Image entries for named regions:
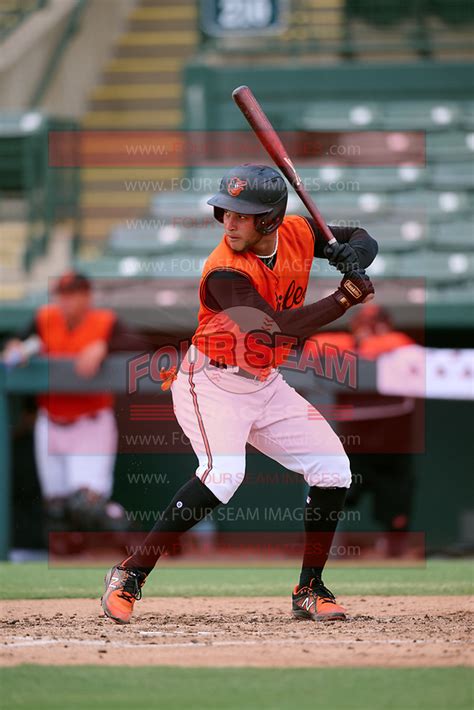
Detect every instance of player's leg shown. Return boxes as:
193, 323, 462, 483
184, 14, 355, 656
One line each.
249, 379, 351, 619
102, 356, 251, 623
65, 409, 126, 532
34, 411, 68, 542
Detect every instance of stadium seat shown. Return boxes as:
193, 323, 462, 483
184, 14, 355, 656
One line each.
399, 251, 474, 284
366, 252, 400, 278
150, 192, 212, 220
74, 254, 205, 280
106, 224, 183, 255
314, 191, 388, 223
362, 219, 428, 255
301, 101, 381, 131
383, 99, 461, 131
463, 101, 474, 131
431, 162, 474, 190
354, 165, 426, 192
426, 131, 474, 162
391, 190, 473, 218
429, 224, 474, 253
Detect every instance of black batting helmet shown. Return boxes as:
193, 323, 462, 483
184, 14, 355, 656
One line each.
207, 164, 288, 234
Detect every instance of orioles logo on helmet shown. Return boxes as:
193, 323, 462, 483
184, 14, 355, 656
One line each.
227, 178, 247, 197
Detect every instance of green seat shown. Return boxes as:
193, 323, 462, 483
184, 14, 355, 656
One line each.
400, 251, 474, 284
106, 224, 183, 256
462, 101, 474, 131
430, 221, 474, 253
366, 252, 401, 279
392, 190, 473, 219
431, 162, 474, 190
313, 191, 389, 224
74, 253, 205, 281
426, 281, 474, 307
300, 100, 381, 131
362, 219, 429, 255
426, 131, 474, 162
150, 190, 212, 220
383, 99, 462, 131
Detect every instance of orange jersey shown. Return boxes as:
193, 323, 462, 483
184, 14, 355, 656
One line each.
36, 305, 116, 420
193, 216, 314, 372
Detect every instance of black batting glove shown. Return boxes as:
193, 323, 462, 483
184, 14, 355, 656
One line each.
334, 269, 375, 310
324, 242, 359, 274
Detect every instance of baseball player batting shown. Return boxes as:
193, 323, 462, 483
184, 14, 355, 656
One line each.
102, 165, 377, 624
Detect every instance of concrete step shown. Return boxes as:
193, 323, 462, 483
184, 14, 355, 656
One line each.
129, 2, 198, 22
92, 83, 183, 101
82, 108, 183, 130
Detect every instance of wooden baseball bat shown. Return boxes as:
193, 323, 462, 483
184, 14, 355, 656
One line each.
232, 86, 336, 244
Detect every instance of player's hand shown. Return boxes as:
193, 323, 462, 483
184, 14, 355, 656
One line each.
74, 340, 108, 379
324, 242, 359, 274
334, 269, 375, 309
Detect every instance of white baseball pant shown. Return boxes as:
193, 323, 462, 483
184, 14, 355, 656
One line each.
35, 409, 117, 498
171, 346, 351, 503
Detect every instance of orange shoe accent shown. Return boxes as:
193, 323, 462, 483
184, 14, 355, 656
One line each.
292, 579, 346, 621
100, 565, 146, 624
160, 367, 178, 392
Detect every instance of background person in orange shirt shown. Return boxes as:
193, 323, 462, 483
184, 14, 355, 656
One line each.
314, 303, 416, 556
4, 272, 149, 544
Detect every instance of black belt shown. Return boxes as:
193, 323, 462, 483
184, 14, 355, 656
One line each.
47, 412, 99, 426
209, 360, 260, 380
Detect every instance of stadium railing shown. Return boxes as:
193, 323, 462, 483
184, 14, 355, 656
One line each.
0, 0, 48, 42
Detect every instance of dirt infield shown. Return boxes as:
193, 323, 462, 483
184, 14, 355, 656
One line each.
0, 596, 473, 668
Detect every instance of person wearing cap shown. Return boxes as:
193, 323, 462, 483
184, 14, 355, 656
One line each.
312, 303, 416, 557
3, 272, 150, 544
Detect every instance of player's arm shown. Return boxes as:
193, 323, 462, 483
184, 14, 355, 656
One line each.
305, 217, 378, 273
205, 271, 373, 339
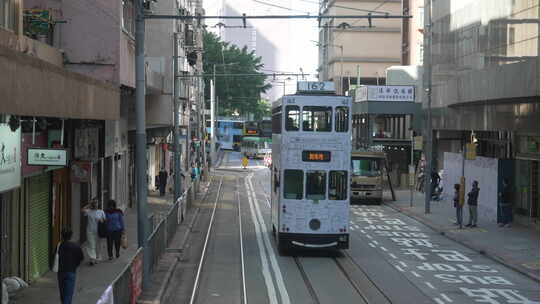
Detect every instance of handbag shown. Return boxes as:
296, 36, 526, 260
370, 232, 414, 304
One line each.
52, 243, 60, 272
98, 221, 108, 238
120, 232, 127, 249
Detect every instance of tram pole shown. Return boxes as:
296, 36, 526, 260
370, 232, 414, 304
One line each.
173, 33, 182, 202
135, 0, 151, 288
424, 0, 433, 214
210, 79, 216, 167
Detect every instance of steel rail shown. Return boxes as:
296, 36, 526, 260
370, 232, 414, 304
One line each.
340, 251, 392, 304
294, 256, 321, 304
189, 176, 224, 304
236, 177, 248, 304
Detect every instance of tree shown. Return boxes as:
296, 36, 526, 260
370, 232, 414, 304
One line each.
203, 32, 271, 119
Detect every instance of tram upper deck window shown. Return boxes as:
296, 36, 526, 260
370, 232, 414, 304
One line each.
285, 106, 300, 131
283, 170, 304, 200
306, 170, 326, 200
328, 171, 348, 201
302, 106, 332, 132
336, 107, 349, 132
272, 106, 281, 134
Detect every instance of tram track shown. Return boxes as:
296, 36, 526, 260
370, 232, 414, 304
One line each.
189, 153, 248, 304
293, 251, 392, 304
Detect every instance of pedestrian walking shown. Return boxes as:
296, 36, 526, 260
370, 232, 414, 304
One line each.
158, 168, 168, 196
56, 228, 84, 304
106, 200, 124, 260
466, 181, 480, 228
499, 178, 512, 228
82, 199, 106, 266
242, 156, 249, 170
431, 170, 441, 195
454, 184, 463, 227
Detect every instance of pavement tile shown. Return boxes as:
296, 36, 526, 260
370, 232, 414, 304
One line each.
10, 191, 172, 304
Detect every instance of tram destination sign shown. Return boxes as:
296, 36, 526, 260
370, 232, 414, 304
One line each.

What to produce: Reproduce the entire listing above word for word, leaving out the pictures.

Output for this task:
Detect every instance of player's leg shown. Return boxes as:
193, 323, 462, 483
184, 14, 355, 656
One line each.
249, 379, 351, 619
102, 356, 251, 623
65, 409, 126, 532
34, 411, 68, 542
Detect every instance of stadium seat shown. Return boxes as:
193, 323, 462, 483
184, 14, 355, 656
One line each.
399, 251, 474, 284
366, 252, 400, 278
150, 192, 212, 220
74, 254, 205, 280
106, 224, 183, 255
314, 191, 388, 223
362, 219, 428, 255
301, 101, 381, 131
383, 99, 461, 131
463, 101, 474, 131
431, 162, 474, 190
354, 165, 426, 192
426, 131, 474, 162
391, 190, 473, 218
429, 224, 474, 253
Detect every instance of black batting helmet shown. Return boxes as:
193, 323, 462, 483
184, 14, 355, 656
One line each.
207, 164, 288, 234
Detect every instance of orioles logo on helmet shown. Return boxes as:
193, 323, 462, 483
184, 14, 355, 656
One line each.
227, 178, 247, 197
Detect every instance of green seat shown. Return boxes as:
193, 323, 462, 483
184, 14, 355, 656
One line each.
400, 251, 474, 284
106, 224, 183, 256
462, 101, 474, 131
430, 221, 474, 253
366, 252, 401, 279
392, 190, 473, 219
431, 162, 474, 190
313, 191, 389, 224
74, 253, 205, 281
426, 281, 474, 307
300, 100, 381, 131
362, 219, 429, 255
426, 131, 474, 162
150, 190, 212, 220
383, 99, 462, 131
Detect every instance of orange jersey shown. Return boxes as:
193, 323, 462, 483
184, 14, 355, 656
One line each.
36, 305, 116, 420
193, 216, 314, 372
Detect every instance of black batting glove shown. Return boxes as:
193, 323, 462, 483
184, 14, 355, 656
One line each.
334, 269, 375, 310
324, 242, 359, 274
Detect every instance of baseball player batting shown. Return boxes as:
193, 323, 462, 483
184, 14, 355, 656
One line each.
102, 165, 377, 624
Detect every instance of concrete step shown. Return boxes as:
193, 323, 462, 483
184, 14, 355, 656
One line each.
129, 2, 198, 22
92, 83, 183, 101
82, 108, 183, 130
Detect every instance of wooden baseball bat shown. Return boxes as:
193, 323, 462, 483
184, 14, 355, 656
One line each.
232, 86, 336, 244
Detect every instance of player's hand shown. Return boxes as:
193, 323, 462, 483
184, 14, 355, 656
One line each.
74, 340, 108, 379
324, 242, 359, 274
334, 269, 375, 309
Detect every instance of white baseball pant shown. Return boxes as:
193, 323, 462, 483
184, 14, 355, 656
One line each.
35, 409, 117, 498
171, 346, 351, 503
Detect every instance of orange shoe accent shown. Return boxes as:
193, 323, 462, 483
184, 14, 355, 656
One line each.
292, 579, 346, 621
100, 565, 146, 624
160, 367, 178, 392
Detect every instance of background person in orange shirt shown. Return boxes as:
193, 323, 462, 483
184, 14, 355, 656
One line each.
314, 303, 416, 556
4, 272, 149, 544
Detect every instance of black belt shown. Return boxes as:
193, 323, 462, 483
184, 14, 355, 656
One line each.
47, 412, 99, 426
209, 360, 260, 380
Detect every instance of stadium railing shown. Return boxes as:
193, 323, 462, 483
184, 14, 355, 656
One line each.
0, 0, 48, 42
Detect every instance of dirt infield shown. Return boxes as:
193, 323, 462, 483
184, 14, 355, 656
One line each.
0, 596, 473, 668
Detect every instance of person wearing cap shown. Return boxes as:
193, 323, 462, 483
184, 14, 355, 656
One line each.
312, 303, 416, 557
3, 272, 150, 544
Detect every instance of player's arm shown. Return boxes as:
193, 323, 462, 483
184, 14, 355, 656
One line each.
305, 217, 378, 273
205, 271, 373, 339
Detect every instance of handbag shown. Return boxes as:
296, 36, 526, 260
370, 232, 414, 304
One line each.
52, 243, 60, 272
98, 221, 108, 238
120, 232, 127, 249
Detect every instance of tram pole shown. Return boxes as:
296, 36, 526, 260
370, 232, 414, 304
One line each.
173, 33, 182, 202
135, 0, 151, 288
424, 0, 433, 214
210, 79, 216, 167
Detect every instance of steel rail shown. Return boxes as:
296, 36, 526, 260
370, 232, 414, 304
One line each.
340, 251, 392, 304
294, 256, 321, 304
189, 176, 224, 304
236, 177, 248, 304
Detect every instance of tree shown. Return boxes as:
296, 36, 526, 260
370, 232, 414, 304
One line each.
203, 32, 271, 119
Detect every instance of tram upper deck window shown. Return boxes as:
296, 36, 526, 260
370, 232, 414, 304
One line each.
285, 106, 300, 131
283, 170, 304, 200
306, 170, 326, 200
328, 171, 348, 201
302, 106, 332, 132
336, 107, 349, 132
272, 106, 281, 134
Detect every instance of tram track shown. Return boxes as:
296, 36, 526, 260
370, 232, 414, 304
One line each.
189, 153, 248, 304
293, 251, 392, 304
Detect every instance of pedestrian walking shown. Return boxes as:
296, 36, 526, 260
370, 232, 414, 304
One line each.
158, 168, 168, 196
56, 228, 84, 304
106, 200, 124, 260
466, 181, 480, 228
499, 178, 512, 228
82, 199, 106, 266
242, 156, 249, 170
431, 170, 441, 195
454, 184, 463, 227
Detect every instance of pavement tile shown. Return boxes as:
296, 36, 526, 260
370, 232, 414, 304
One line each.
10, 191, 172, 304
Detect every instance of tram destination sign shown. Return boxes as:
296, 36, 526, 260
370, 232, 414, 304
One line each.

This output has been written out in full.